→ **Work order 1**
In the passage about the South Lyons farm visit, why did the writer only look in on the Meltons instead of visiting them? Answer in one to three sentences.
→ **Work order 2**
In the passage about the South Lyons farm visit, take everything from "To me Lou and" down to "of the Cursillo." and swap out "Saturday" for "Sunday".
→ **Work order 3**
Carry on the passage about the South Lyons farm visit, beginning after its last sentence.
(Passage for review begins)
It was good to visit the farm at South Lyons, where the Martus family lives. They worked for a time with Fr. Hessler in Yucatan; the Johnsons, the Meltons and the Cruchs all live with their combined 26 or more children. It is not a farming commune, but it all began with one large farm owned by the Hessler family. We had time to visit only the Johnson family and to look in on the Meltons (the parents were out). I am eating one of Mrs. Johnson’s cookies now and carried away a loaf of the good homemade bread. The Houses of Hospitality keep the Murphys in town ten months of the year but there are the long summer and winter visits.
To me Lou and Justine are a living example of the truth that voluntary poverty and the good life go together. But then, of course, they have the vocation to it, the gifts for it, the strength to take it. In praying for an increase of God’s love, I have always prayed too for the strength to endure the embrace of “this tremendous lover,” to use Francis Thompson’s phrase.
Perhaps the most moving experience of my trip was the sight of a crowd of cursillistos (those who have made a cursillo, a course in Christianity) kneeling around the altar after the weekly Saturday noon Mass which is the follow-up of the Cursillo.
A conversion of heart comes about in these cursillos, enlightening the mind as to the workings of grace. I have mentioned before about my coming in contact with this movement for men in the West and Southwest, as well as in Mexico City.
The score or so of men had received Holy Communion, and made their thanksgiving, singing the Benediction, had listened to some spiritual instruction, then went to the top step around the altar and said their own prayers. A few of them spoke briefly to God, present before them and in them and with them, and then joining with their hands on each others’ shoulders they sang together, De Colores, a brief verse before they went their ways.
(Passage for review ends)
(Dataset content begins)
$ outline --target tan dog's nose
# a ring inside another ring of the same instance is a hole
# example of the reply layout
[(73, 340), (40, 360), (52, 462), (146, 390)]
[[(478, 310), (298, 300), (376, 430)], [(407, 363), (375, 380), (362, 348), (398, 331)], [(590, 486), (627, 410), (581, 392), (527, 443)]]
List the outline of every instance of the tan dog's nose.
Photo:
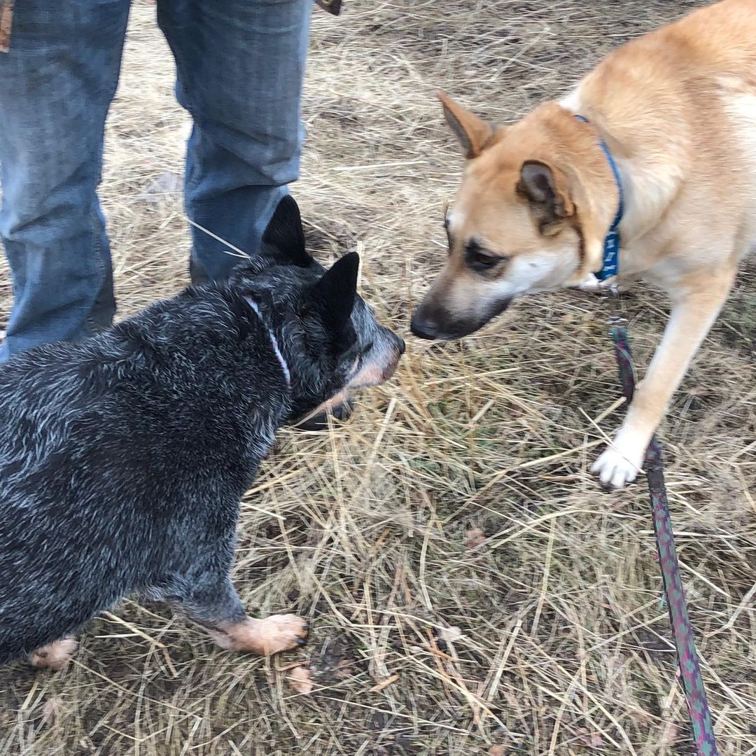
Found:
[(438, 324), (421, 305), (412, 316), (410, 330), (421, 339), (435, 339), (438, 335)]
(Dataset content ends)
(Dataset content begins)
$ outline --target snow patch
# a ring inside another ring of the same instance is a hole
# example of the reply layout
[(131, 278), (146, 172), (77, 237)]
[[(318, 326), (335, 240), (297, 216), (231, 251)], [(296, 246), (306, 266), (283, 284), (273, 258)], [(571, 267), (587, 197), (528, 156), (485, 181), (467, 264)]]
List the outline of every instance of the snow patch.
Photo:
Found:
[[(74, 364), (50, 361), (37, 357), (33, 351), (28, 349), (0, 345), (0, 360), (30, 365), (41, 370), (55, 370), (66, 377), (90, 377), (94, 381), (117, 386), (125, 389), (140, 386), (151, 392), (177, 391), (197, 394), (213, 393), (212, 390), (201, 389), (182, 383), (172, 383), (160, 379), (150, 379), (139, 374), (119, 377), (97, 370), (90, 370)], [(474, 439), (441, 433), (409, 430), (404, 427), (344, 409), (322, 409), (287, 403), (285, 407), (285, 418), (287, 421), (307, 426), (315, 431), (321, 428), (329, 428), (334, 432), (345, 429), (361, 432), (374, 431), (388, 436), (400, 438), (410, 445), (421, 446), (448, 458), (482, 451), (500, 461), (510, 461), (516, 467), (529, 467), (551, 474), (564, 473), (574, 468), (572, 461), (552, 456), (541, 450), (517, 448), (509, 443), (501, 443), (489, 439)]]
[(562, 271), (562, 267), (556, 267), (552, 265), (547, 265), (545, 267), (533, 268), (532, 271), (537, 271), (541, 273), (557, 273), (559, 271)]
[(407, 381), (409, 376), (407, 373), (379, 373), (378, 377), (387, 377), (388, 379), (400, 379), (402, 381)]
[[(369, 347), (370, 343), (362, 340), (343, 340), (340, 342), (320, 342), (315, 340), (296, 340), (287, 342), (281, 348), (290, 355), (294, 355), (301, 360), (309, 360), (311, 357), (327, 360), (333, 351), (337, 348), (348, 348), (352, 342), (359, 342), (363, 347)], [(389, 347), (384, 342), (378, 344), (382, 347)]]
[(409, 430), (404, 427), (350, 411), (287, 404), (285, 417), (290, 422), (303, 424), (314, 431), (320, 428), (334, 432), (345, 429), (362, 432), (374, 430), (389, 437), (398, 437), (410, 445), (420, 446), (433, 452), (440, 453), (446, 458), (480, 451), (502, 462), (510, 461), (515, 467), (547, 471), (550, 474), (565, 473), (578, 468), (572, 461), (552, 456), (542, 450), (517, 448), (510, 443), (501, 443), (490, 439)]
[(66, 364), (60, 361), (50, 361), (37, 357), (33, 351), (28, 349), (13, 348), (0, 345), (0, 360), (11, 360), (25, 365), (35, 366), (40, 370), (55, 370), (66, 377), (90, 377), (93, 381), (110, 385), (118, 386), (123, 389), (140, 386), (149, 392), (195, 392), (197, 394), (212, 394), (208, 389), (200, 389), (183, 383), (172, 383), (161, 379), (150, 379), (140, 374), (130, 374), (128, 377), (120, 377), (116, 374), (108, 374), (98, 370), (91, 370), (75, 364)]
(Dataset content ends)
(Dataset content begins)
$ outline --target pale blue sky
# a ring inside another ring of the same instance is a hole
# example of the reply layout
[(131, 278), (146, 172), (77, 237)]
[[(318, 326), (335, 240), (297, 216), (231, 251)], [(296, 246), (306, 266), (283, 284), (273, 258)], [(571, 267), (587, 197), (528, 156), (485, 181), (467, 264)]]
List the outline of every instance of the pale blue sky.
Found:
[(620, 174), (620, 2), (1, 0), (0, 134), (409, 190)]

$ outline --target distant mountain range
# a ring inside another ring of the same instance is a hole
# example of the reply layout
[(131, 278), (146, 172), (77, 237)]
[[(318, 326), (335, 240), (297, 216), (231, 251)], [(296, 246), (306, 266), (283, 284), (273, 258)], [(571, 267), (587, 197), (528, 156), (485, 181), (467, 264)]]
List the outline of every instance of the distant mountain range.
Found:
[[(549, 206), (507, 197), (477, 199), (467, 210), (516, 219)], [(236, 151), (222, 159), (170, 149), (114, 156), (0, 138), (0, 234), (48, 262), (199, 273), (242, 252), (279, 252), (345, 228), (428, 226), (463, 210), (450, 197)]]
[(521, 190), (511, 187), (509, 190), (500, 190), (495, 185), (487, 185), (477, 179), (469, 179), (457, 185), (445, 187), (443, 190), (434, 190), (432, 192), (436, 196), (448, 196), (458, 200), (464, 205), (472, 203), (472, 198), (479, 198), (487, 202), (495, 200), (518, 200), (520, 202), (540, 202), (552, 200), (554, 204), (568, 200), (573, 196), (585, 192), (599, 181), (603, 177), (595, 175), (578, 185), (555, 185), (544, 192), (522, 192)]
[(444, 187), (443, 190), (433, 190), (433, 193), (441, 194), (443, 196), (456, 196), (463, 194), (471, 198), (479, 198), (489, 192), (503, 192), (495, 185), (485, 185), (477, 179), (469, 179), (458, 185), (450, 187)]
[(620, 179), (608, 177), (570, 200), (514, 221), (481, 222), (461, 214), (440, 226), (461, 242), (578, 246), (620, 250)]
(Dataset content ends)
→ **Task answer 1**
There was time to visit only the Johnson family, and the Melton parents were out.

→ **Task answer 2**
To me Lou and Justine are a living example of the truth that voluntary poverty and the good life go together. But then, of course, they have the vocation to it, the gifts for it, the strength to take it. In praying for an increase of God’s love, I have always prayed too for the strength to endure the embrace of “this tremendous lover,” to use Francis Thompson’s phrase.
Perhaps the most moving experience of my trip was the sight of a crowd of cursillistos (those who have made a cursillo, a course in Christianity) kneeling around the altar after the weekly Sunday noon Mass which is the follow-up of the Cursillo.

→ **Task answer 3**
And I thought of the last time I had seen men in a body with their arms entwined, hands placed on each other’s shoulders, singing. It was in Cuba, at the close of a meeting,
and it was a triumphant, defiant and joyful Internationale they were singing, as they swayed back and forth. There were five thousand people there on that occasion.
Pray with me that men be joined together in love, so strong a love in their march Godwards, that they will draw all with them, that all suspicion, anger, contention, bitterness and violence be burnt away in the fire of this love. And may it open their eyes,
the brightness of this love, to the works we can all perform together in building up a new society, in our work for food, clothing, shelter, education and health for all men, for these are the works of mercy, of love and not of hate, the works of good, not evil, of God, not the devil. And where there is no love, put love and we will find love; because love is the measure by which we shall be judged.